Functional programming

Brief history

In the 1920s and 1930s there were two theories of computation.

Turing machine (Alan Turing, 1932)
- step-by-step model of computation based on a physical (albeit theoretical) machine.
- gave rise to imperative programming languages:
  - Fortran
  - C/C++
  - Java
  - Python
  - ...
Lambda Calculus (Alonzo Church, 1930s) and Combinatorial Logic (Haskell Curry, 1927)
- function based models based on pure abstract mathematics.
- gave rise to functional programming languages:
  - Lisp
  - Haskell
  - SML/OCaml
  - Clojure
  - Scala
  - ...

What is functional programming?

A category of programming languages (see above)
A paradigm of programming which also applies to imperative languages.

We will focus on the functional programming paradigm (i.e. patterns/principles) with examples in Python 3. (However, I am secretly teaching you how to program in a purely functional language like OCaml.)

FP principles at a glance

Use functions as values (which can be passed to other functions)
Write pure functions (with no side effects)
Program declaratively, not imperatively

Composition not steps
Avoid for and while loops
Inline if then else (also cases)
Use pattern matching (deconstruction)

Use immutable types
Consider type safety
Embrace type theory

Warning Python is not a purely functional language and following this advice exactly may cause you to fail your code reviews. Use common sense.

Why functional programming?

Mathematically elegant
- You probably don't care!
Modular/Readable/Simple programming style
- This subjective at best, but there is some truth to it
Less prone to (certain) bugs
- This is really important for some applications
Naturally suited for parallel and vectorized code
- This is a big deal, especially in (big) data science

Functions and functional programming

FP Principle 1: Use functions as values (which can be passed to other functions)

# function
def plus_one(x):
    return x + 1

# higher order function (takes a function f as an argument)
def repeat_twice(f):
    # use input function f to construct a new function g = f o f
    def g(x):
        return f(f(x))
    # return this function
    return g

plus_two = repeat_twice(plus_one) # plus_two is a function
plus_two(0)                       # == plus_one(plus_one(0)) == 2

λ notation

For simple functions, can use lambda.

# lambda functions (not how they are typically used)
plus_one = lambda x: x + 1
plus_two = lambda x: plus_one(plus_one(x))
plus_two(0)  # == plus_one(plus_one(0)) == 2

Map functions

s    # pd.Series object
df   # pd.DataFrame object

# apply function to every series element
s.map(lambda x: x * x)      # a copy of s with every item squared

# apply function to every dataframe column
df.apply(lambda x: x.sum()) # a series containing the sum of each column

Aside: Object oriented programming

Languages like Python, Java, and C++ are object oriented.

In Python everything is an object. Objects have attached attributes and methods which are attached to the object via the . notation.

my_array = np.array([[1, 2, 3], [4, 5, 6])

Short exercise 1 — Return everything in the functional programming notes from "plus_two = repeat_twice(plus_one)" down to "lambda x: plus_one(plus_one(x))".
Short exercise 2 — According to the functional programming notes, why should the FP principles be applied in Python with common sense rather than followed exactly?
Rely only on the functional programming notes above, not on outside knowledge.

Supplied material —

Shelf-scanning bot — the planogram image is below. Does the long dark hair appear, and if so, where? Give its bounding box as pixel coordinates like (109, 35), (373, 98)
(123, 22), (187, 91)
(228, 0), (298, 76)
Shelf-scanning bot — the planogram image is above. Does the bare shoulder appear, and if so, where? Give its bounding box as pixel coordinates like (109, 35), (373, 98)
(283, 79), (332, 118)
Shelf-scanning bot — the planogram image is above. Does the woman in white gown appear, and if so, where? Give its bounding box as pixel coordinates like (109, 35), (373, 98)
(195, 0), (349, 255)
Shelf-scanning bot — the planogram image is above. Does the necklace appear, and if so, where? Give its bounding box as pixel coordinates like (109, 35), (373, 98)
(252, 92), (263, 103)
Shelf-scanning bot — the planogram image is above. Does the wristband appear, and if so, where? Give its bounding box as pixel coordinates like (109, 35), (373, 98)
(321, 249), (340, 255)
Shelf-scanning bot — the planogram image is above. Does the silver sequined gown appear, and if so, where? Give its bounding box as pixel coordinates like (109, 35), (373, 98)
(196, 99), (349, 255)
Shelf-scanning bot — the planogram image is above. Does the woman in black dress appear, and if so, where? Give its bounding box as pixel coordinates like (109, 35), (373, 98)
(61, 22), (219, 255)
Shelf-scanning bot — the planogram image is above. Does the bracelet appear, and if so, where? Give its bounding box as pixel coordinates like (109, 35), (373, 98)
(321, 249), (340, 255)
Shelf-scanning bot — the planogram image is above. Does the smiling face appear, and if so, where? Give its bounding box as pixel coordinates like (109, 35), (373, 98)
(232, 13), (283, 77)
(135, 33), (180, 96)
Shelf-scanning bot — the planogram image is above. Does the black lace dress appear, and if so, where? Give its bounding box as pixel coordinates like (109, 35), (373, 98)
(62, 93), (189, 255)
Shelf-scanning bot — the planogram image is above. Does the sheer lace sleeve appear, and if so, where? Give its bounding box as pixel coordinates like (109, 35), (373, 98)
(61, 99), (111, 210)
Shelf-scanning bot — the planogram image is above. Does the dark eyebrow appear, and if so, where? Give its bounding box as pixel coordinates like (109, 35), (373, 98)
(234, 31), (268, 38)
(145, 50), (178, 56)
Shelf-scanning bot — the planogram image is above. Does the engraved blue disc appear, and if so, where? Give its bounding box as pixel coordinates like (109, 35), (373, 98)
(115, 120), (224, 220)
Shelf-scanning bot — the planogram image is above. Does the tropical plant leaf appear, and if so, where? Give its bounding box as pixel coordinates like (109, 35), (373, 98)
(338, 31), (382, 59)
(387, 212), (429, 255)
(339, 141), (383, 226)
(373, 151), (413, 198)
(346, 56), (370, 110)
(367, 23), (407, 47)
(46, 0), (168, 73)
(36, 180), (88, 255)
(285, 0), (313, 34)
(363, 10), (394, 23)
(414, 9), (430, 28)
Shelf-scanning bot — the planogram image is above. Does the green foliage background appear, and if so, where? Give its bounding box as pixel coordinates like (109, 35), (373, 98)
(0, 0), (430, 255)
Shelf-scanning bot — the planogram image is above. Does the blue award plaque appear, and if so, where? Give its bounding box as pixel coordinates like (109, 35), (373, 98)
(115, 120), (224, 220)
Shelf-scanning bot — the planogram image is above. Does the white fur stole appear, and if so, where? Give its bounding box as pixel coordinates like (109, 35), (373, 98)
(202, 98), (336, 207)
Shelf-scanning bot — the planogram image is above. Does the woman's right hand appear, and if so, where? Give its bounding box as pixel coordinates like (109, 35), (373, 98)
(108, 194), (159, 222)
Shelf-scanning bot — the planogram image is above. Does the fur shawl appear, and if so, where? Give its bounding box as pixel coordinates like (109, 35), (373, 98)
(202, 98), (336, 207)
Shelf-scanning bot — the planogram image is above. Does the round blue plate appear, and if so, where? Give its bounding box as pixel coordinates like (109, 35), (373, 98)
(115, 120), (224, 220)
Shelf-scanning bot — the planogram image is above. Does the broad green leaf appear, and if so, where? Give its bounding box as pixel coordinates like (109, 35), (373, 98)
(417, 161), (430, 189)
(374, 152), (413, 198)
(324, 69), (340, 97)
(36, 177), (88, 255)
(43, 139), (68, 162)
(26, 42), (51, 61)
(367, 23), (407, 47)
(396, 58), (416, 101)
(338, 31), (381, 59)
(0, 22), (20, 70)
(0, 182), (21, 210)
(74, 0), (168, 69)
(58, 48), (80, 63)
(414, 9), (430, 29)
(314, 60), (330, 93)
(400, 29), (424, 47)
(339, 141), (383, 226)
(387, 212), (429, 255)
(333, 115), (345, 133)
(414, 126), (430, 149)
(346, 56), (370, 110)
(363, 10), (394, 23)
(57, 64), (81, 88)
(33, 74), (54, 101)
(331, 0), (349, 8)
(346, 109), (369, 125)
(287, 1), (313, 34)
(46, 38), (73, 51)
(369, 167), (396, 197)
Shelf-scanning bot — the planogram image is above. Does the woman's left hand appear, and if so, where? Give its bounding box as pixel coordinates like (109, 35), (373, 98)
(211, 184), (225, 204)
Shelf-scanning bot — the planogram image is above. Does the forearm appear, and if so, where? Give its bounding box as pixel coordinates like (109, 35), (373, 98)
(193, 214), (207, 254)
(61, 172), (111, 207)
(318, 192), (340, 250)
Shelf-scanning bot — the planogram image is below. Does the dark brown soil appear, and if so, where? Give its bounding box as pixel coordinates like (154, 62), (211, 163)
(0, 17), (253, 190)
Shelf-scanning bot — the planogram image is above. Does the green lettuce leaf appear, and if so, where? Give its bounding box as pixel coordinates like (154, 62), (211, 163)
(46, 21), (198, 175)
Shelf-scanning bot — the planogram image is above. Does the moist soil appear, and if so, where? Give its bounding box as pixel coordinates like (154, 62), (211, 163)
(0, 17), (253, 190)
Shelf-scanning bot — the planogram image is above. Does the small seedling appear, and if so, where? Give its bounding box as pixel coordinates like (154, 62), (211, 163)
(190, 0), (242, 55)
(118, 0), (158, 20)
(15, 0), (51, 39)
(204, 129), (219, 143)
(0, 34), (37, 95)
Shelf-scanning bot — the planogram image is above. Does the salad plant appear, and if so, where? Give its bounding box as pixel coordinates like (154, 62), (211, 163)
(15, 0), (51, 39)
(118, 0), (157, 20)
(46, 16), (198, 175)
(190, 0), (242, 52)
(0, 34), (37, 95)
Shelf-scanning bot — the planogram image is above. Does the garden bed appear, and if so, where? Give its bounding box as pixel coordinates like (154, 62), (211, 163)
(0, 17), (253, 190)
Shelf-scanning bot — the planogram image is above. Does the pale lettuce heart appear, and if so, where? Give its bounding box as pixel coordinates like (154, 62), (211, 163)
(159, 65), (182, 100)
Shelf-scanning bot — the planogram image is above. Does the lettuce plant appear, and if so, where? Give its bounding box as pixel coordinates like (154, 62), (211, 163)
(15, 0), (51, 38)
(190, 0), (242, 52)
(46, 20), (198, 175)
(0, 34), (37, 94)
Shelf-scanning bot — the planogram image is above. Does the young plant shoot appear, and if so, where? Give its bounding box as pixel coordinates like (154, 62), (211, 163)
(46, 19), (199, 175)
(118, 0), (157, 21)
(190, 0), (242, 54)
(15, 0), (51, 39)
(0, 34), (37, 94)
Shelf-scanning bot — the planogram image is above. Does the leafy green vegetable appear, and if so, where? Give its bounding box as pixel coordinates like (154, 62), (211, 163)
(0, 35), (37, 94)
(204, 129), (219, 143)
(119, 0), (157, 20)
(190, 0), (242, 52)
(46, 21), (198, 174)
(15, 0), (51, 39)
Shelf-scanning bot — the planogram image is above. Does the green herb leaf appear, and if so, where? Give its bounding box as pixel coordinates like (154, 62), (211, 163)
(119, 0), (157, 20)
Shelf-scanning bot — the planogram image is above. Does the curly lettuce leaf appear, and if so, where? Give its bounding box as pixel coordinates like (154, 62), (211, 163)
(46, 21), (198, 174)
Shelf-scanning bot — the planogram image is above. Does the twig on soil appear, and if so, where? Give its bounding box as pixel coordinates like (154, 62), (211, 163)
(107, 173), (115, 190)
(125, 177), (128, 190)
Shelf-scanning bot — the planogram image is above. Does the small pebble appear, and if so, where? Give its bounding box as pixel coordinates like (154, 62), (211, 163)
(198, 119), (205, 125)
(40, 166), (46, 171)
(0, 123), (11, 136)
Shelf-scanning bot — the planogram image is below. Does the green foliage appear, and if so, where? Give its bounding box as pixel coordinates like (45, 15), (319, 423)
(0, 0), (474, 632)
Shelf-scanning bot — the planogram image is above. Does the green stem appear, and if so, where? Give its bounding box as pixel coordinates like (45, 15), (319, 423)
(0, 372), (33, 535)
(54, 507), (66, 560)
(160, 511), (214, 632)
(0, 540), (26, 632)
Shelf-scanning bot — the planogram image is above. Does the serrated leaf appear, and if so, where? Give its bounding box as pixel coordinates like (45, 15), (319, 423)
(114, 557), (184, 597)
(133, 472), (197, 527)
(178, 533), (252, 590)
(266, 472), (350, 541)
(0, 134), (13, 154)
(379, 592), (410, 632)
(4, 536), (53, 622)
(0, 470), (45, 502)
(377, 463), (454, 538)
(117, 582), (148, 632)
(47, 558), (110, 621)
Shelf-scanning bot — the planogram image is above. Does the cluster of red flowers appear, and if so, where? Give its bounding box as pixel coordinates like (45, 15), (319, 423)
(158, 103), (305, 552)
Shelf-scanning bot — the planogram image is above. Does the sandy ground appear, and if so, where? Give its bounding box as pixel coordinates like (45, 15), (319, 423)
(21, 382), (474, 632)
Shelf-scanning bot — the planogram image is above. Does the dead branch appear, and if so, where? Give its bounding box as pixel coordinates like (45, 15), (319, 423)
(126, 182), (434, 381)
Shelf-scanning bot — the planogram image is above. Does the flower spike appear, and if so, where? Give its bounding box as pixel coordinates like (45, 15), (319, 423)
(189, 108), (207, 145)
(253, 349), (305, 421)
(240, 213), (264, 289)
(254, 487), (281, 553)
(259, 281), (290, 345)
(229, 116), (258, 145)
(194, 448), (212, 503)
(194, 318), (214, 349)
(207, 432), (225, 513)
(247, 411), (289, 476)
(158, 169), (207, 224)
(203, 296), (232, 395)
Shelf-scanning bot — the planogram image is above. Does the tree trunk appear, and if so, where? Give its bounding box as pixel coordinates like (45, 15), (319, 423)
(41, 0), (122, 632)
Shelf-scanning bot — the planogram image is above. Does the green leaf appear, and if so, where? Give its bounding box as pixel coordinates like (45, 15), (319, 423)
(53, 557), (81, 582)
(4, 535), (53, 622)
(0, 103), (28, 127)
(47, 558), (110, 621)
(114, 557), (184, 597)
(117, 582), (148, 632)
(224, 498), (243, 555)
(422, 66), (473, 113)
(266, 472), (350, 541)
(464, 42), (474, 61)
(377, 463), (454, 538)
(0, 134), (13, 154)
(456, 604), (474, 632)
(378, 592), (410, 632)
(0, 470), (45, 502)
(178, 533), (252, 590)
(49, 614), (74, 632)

Written answer 1 —
plus_two = repeat_twice(plus_one) # plus_two is a function
plus_two(0)                       # == plus_one(plus_one(0)) == 2

λ notation

For simple functions, can use lambda.

# lambda functions (not how they are typically used)
plus_one = lambda x: x + 1
plus_two = lambda x: plus_one(plus_one(x))

Written answer 2 — Python is not a purely functional language. Following the advice exactly may cause you to fail your code reviews.